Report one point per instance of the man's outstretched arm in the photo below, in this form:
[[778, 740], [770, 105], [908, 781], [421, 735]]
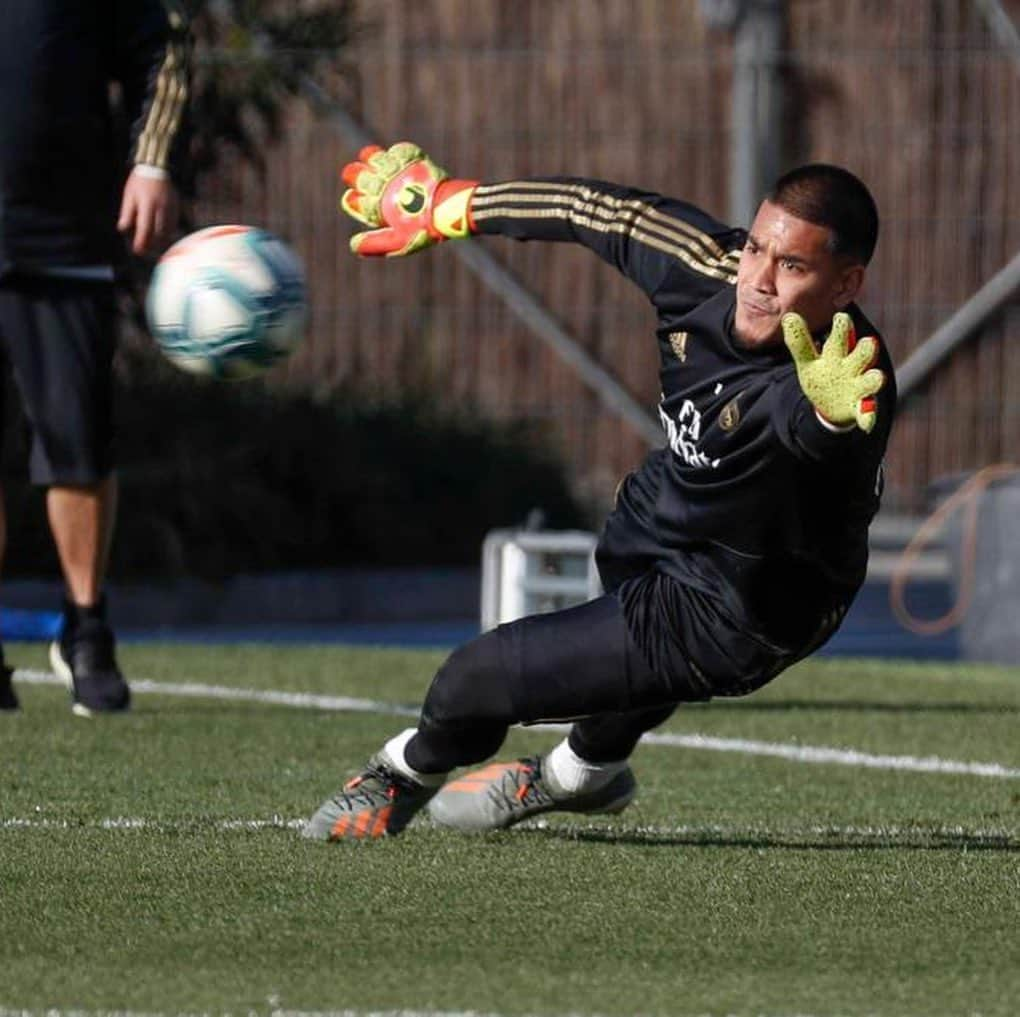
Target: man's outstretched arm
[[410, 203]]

--

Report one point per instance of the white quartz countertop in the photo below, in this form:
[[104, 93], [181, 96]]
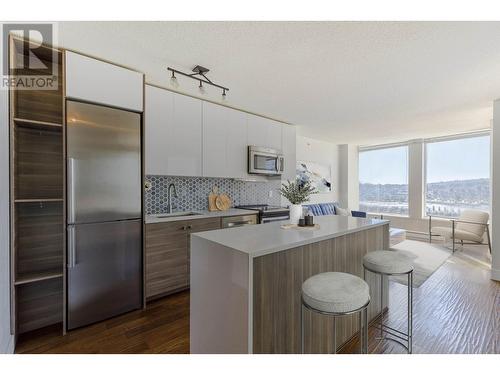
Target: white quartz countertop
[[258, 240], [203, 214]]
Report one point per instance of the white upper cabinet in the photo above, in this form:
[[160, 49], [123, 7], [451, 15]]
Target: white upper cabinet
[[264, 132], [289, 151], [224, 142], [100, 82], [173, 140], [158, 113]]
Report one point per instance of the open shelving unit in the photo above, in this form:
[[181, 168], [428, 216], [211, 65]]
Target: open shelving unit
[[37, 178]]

==

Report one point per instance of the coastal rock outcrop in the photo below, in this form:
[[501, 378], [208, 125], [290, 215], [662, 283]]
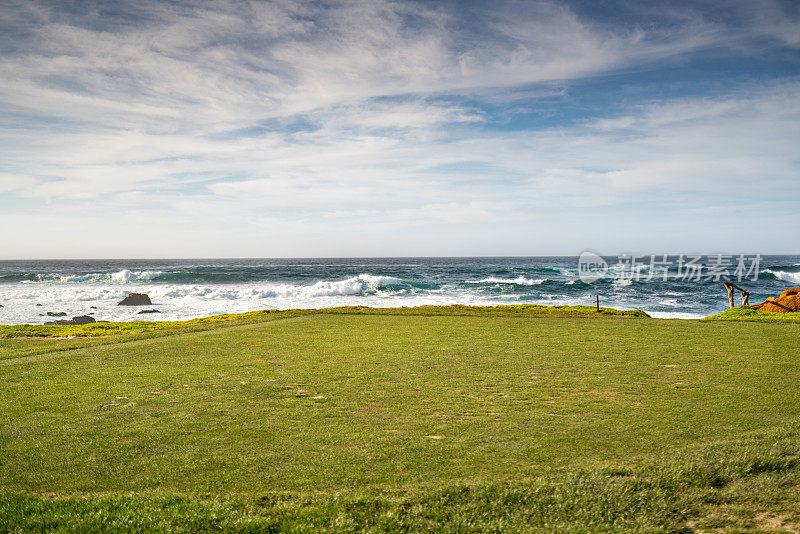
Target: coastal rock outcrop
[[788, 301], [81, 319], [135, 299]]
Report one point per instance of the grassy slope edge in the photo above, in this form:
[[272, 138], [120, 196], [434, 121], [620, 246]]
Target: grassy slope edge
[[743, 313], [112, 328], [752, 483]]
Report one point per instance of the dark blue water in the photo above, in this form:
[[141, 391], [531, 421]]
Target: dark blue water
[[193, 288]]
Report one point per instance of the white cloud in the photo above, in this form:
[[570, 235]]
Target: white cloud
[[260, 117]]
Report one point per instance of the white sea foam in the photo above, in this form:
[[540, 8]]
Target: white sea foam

* [WHAT YOU NEED TO DO] Retype the material from the line with "Report one point per instance of the white upper" to the line with "[[37, 178]]", keeping every character unchanged.

* [SOLUTION TO THE PROBLEM]
Report one point per instance of the white upper cabinet in the photo above, in this form:
[[160, 49], [123, 7], [451, 15]]
Target: white upper cabinet
[[264, 132], [289, 151], [224, 142], [100, 82], [173, 140], [158, 113]]
Report one point per instance of the open shelving unit in the photo above, in this form:
[[181, 168], [428, 216], [211, 65]]
Target: open shelving unit
[[37, 178]]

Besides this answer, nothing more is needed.